# What the exercise asks
Return the data below exactly as given, except for the images.

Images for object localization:
-----
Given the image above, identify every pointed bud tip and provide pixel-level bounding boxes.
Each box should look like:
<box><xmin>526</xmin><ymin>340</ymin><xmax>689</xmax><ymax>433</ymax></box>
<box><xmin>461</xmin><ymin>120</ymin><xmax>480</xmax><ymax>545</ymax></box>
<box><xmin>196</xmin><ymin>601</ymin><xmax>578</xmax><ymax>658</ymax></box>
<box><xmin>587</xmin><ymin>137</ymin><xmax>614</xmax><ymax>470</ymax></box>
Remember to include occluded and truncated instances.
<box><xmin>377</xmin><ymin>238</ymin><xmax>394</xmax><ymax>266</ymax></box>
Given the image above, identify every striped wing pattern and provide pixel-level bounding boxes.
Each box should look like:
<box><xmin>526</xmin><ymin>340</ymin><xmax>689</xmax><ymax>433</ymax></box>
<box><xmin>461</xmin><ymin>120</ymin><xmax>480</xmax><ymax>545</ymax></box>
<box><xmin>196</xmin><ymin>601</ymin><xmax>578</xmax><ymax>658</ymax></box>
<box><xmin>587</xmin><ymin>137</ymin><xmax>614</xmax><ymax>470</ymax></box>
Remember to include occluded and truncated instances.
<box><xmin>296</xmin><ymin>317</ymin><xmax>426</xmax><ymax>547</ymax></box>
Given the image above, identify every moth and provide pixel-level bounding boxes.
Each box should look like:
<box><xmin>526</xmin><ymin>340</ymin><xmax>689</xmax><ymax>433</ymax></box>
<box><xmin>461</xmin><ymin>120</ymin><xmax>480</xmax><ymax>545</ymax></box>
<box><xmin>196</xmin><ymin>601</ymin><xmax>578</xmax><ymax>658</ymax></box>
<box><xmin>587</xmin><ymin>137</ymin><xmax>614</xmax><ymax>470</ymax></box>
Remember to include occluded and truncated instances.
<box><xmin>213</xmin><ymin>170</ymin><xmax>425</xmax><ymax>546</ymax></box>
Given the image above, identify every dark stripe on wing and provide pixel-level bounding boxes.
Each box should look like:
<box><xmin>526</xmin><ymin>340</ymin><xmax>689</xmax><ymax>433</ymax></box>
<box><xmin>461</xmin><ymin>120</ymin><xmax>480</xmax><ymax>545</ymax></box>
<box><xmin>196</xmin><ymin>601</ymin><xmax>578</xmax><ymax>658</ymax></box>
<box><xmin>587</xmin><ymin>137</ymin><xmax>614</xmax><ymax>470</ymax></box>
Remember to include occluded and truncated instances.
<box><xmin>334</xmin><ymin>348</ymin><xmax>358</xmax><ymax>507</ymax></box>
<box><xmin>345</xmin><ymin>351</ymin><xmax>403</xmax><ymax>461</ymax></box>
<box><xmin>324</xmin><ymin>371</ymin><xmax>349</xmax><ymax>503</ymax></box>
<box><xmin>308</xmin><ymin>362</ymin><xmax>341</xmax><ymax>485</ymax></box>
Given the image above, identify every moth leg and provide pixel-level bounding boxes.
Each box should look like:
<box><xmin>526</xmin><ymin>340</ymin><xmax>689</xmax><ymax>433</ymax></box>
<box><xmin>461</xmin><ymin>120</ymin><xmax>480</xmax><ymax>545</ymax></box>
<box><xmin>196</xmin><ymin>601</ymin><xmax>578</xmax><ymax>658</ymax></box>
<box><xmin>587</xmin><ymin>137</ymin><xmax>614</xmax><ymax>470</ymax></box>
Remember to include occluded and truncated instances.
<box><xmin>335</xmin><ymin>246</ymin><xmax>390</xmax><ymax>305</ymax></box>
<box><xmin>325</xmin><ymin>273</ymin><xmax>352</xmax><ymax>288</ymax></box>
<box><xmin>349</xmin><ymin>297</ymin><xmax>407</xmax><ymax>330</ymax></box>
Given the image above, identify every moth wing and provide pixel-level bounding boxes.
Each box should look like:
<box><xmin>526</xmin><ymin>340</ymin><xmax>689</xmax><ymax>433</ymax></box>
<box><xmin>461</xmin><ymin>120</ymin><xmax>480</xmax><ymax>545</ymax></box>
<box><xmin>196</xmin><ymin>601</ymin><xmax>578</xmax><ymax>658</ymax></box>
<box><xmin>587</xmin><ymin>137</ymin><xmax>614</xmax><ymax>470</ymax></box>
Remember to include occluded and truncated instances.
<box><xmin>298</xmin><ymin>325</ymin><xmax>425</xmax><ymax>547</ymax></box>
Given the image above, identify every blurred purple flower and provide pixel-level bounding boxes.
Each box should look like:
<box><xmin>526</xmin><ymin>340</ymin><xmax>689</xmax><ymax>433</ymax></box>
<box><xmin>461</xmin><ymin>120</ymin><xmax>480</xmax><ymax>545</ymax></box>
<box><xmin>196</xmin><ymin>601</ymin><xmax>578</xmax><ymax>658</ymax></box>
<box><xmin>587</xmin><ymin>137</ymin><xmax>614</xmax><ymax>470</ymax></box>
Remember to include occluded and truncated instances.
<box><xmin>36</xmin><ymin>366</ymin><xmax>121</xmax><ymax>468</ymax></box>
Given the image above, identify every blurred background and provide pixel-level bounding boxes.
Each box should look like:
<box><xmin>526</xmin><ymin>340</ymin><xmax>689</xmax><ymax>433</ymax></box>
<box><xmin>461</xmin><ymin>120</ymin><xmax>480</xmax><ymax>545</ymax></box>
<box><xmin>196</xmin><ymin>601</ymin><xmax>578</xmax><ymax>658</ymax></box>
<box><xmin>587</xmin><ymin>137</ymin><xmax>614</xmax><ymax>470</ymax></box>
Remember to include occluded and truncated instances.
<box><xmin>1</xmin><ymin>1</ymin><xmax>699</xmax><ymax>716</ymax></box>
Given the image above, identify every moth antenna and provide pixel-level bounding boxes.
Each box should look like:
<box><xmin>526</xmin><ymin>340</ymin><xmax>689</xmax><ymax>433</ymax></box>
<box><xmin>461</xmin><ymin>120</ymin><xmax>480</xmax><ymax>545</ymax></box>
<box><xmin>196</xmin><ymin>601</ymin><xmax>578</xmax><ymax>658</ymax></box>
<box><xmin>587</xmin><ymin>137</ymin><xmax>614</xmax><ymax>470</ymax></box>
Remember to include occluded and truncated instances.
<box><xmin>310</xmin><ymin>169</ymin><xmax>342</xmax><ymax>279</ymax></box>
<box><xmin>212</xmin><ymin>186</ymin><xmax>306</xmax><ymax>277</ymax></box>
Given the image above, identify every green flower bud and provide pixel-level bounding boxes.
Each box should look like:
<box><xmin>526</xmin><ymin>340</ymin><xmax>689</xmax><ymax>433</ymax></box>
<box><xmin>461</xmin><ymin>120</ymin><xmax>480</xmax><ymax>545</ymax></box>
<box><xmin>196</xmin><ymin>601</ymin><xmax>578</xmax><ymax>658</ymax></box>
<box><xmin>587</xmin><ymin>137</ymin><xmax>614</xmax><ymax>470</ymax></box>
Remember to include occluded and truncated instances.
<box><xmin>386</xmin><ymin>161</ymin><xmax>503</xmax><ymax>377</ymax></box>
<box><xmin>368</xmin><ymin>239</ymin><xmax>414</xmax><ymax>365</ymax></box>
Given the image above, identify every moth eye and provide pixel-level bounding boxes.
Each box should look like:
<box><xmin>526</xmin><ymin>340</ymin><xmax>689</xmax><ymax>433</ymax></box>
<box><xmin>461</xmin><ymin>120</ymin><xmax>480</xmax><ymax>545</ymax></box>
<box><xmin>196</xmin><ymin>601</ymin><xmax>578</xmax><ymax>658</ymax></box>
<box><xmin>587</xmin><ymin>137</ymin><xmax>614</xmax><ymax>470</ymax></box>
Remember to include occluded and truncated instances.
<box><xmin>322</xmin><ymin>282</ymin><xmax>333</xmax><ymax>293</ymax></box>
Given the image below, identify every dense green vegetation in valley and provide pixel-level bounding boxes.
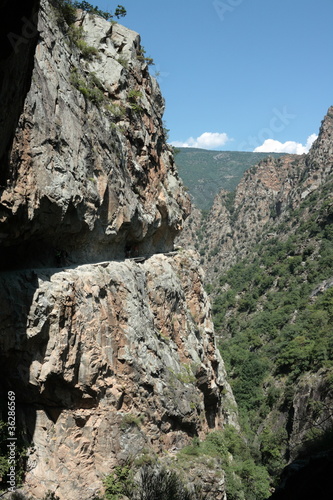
-----
# Response to the exercise
Given the image above, identify every pointed bud tip and provide pixel-level bounding boxes.
Each box should look like:
<box><xmin>526</xmin><ymin>340</ymin><xmax>689</xmax><ymax>433</ymax></box>
<box><xmin>461</xmin><ymin>120</ymin><xmax>480</xmax><ymax>545</ymax></box>
<box><xmin>196</xmin><ymin>601</ymin><xmax>578</xmax><ymax>658</ymax></box>
<box><xmin>587</xmin><ymin>137</ymin><xmax>614</xmax><ymax>470</ymax></box>
Remember to include occluded and truncated instances.
<box><xmin>377</xmin><ymin>238</ymin><xmax>394</xmax><ymax>266</ymax></box>
Given the image above, identify every striped wing pattern and provide pixel-level bounding boxes.
Each box should look like:
<box><xmin>526</xmin><ymin>340</ymin><xmax>689</xmax><ymax>433</ymax></box>
<box><xmin>461</xmin><ymin>120</ymin><xmax>480</xmax><ymax>545</ymax></box>
<box><xmin>196</xmin><ymin>601</ymin><xmax>578</xmax><ymax>658</ymax></box>
<box><xmin>587</xmin><ymin>137</ymin><xmax>614</xmax><ymax>470</ymax></box>
Remember to include occluded and truncated instances.
<box><xmin>296</xmin><ymin>317</ymin><xmax>426</xmax><ymax>547</ymax></box>
Given the image above, identify every moth and provide pixel-level bounding boxes.
Each box should look like:
<box><xmin>526</xmin><ymin>340</ymin><xmax>689</xmax><ymax>433</ymax></box>
<box><xmin>461</xmin><ymin>120</ymin><xmax>480</xmax><ymax>545</ymax></box>
<box><xmin>196</xmin><ymin>601</ymin><xmax>578</xmax><ymax>658</ymax></box>
<box><xmin>587</xmin><ymin>137</ymin><xmax>614</xmax><ymax>470</ymax></box>
Remember to include occluded and truncated instances.
<box><xmin>213</xmin><ymin>170</ymin><xmax>425</xmax><ymax>546</ymax></box>
Given the image above, identify every dark stripe on wing and provide pixel-level bounding boxes.
Each box should look like:
<box><xmin>526</xmin><ymin>340</ymin><xmax>689</xmax><ymax>433</ymax></box>
<box><xmin>461</xmin><ymin>120</ymin><xmax>480</xmax><ymax>545</ymax></box>
<box><xmin>196</xmin><ymin>601</ymin><xmax>578</xmax><ymax>658</ymax></box>
<box><xmin>587</xmin><ymin>137</ymin><xmax>614</xmax><ymax>470</ymax></box>
Remember to include occluded and truncated instances.
<box><xmin>334</xmin><ymin>348</ymin><xmax>358</xmax><ymax>507</ymax></box>
<box><xmin>345</xmin><ymin>351</ymin><xmax>403</xmax><ymax>461</ymax></box>
<box><xmin>324</xmin><ymin>371</ymin><xmax>349</xmax><ymax>503</ymax></box>
<box><xmin>308</xmin><ymin>362</ymin><xmax>341</xmax><ymax>485</ymax></box>
Given the image above, identify every moth leg and provide pixel-level bounding boxes.
Each box should look like:
<box><xmin>526</xmin><ymin>340</ymin><xmax>689</xmax><ymax>433</ymax></box>
<box><xmin>461</xmin><ymin>120</ymin><xmax>480</xmax><ymax>545</ymax></box>
<box><xmin>196</xmin><ymin>601</ymin><xmax>578</xmax><ymax>658</ymax></box>
<box><xmin>587</xmin><ymin>137</ymin><xmax>614</xmax><ymax>470</ymax></box>
Remember to include occluded and truncated instances.
<box><xmin>335</xmin><ymin>246</ymin><xmax>390</xmax><ymax>305</ymax></box>
<box><xmin>325</xmin><ymin>273</ymin><xmax>352</xmax><ymax>288</ymax></box>
<box><xmin>349</xmin><ymin>297</ymin><xmax>407</xmax><ymax>330</ymax></box>
Given the image above, identify every moth wing and provide pixel-level bounding boxes.
Each box should look like:
<box><xmin>526</xmin><ymin>340</ymin><xmax>689</xmax><ymax>433</ymax></box>
<box><xmin>461</xmin><ymin>120</ymin><xmax>480</xmax><ymax>545</ymax></box>
<box><xmin>196</xmin><ymin>601</ymin><xmax>578</xmax><ymax>658</ymax></box>
<box><xmin>587</xmin><ymin>137</ymin><xmax>614</xmax><ymax>470</ymax></box>
Remember to include occluded and truncated instances.
<box><xmin>298</xmin><ymin>325</ymin><xmax>425</xmax><ymax>547</ymax></box>
Given the image above, identify every blurred purple flower and provide pixel-level bounding boxes.
Each box should look like:
<box><xmin>526</xmin><ymin>340</ymin><xmax>689</xmax><ymax>433</ymax></box>
<box><xmin>461</xmin><ymin>120</ymin><xmax>480</xmax><ymax>545</ymax></box>
<box><xmin>196</xmin><ymin>601</ymin><xmax>578</xmax><ymax>658</ymax></box>
<box><xmin>587</xmin><ymin>137</ymin><xmax>614</xmax><ymax>470</ymax></box>
Remember to include occluded and truncated instances.
<box><xmin>36</xmin><ymin>366</ymin><xmax>121</xmax><ymax>468</ymax></box>
Given the image above, identify every blurred background and provide pixel-level bounding boxes.
Each box should look like:
<box><xmin>526</xmin><ymin>340</ymin><xmax>689</xmax><ymax>433</ymax></box>
<box><xmin>461</xmin><ymin>120</ymin><xmax>480</xmax><ymax>545</ymax></box>
<box><xmin>196</xmin><ymin>601</ymin><xmax>578</xmax><ymax>658</ymax></box>
<box><xmin>587</xmin><ymin>137</ymin><xmax>614</xmax><ymax>470</ymax></box>
Remember to include occluded and truncated instances.
<box><xmin>1</xmin><ymin>1</ymin><xmax>699</xmax><ymax>716</ymax></box>
Given the image above, identify every moth antenna and provide pixel-level bounding boxes.
Each box should look like:
<box><xmin>526</xmin><ymin>340</ymin><xmax>689</xmax><ymax>433</ymax></box>
<box><xmin>461</xmin><ymin>120</ymin><xmax>480</xmax><ymax>545</ymax></box>
<box><xmin>196</xmin><ymin>601</ymin><xmax>578</xmax><ymax>658</ymax></box>
<box><xmin>587</xmin><ymin>137</ymin><xmax>614</xmax><ymax>470</ymax></box>
Remember to include occluded and truncated instances.
<box><xmin>310</xmin><ymin>169</ymin><xmax>342</xmax><ymax>279</ymax></box>
<box><xmin>212</xmin><ymin>186</ymin><xmax>306</xmax><ymax>277</ymax></box>
Given the image above, identify every green flower bud and provide pixel-level bounding boxes.
Each box should look like:
<box><xmin>526</xmin><ymin>340</ymin><xmax>689</xmax><ymax>433</ymax></box>
<box><xmin>461</xmin><ymin>120</ymin><xmax>480</xmax><ymax>545</ymax></box>
<box><xmin>196</xmin><ymin>601</ymin><xmax>578</xmax><ymax>658</ymax></box>
<box><xmin>587</xmin><ymin>137</ymin><xmax>614</xmax><ymax>470</ymax></box>
Remember to include occluded and truncated instances.
<box><xmin>386</xmin><ymin>161</ymin><xmax>503</xmax><ymax>377</ymax></box>
<box><xmin>368</xmin><ymin>239</ymin><xmax>414</xmax><ymax>365</ymax></box>
Given the image above, identify every moth eye and provide pixel-level bounding boxes.
Each box should look like:
<box><xmin>526</xmin><ymin>340</ymin><xmax>689</xmax><ymax>433</ymax></box>
<box><xmin>461</xmin><ymin>120</ymin><xmax>480</xmax><ymax>545</ymax></box>
<box><xmin>196</xmin><ymin>601</ymin><xmax>578</xmax><ymax>658</ymax></box>
<box><xmin>587</xmin><ymin>137</ymin><xmax>614</xmax><ymax>470</ymax></box>
Remember to include occluded and truncated instances.
<box><xmin>322</xmin><ymin>282</ymin><xmax>333</xmax><ymax>293</ymax></box>
Given the image below, identify every dense green vegetation in valley and provide pixel-level bounding boxes.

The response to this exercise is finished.